---------- Exercise materials
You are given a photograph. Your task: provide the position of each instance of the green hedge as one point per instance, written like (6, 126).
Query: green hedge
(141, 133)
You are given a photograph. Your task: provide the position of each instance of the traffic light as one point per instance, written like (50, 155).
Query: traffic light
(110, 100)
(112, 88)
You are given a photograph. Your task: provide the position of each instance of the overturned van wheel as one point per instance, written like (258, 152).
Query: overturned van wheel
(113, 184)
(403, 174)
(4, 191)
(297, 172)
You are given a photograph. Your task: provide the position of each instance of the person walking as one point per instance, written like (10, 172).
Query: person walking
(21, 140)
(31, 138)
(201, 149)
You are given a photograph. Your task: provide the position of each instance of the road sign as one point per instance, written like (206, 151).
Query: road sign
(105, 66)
--------------------
---------- Exercise materials
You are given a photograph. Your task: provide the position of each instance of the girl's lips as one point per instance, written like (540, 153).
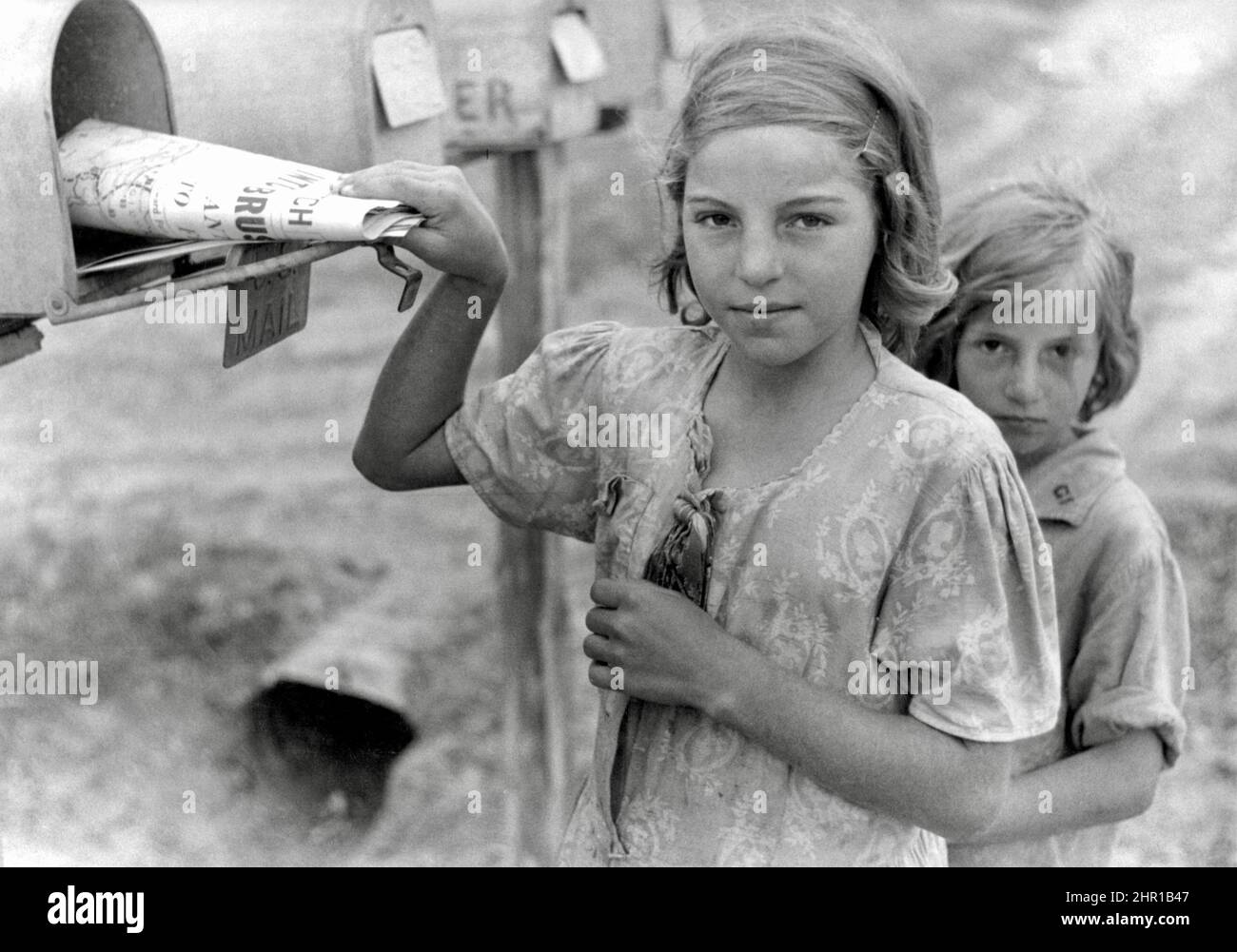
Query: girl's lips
--------------------
--- The task ---
Gather every row above that contains the string "walking" and copy each one in full. Matching is case-sensitive.

--- Written answer ---
You are given a photograph. Your task: provide the position of each instance of the person walking as one point per instance, written like (10, 172).
Query: person walking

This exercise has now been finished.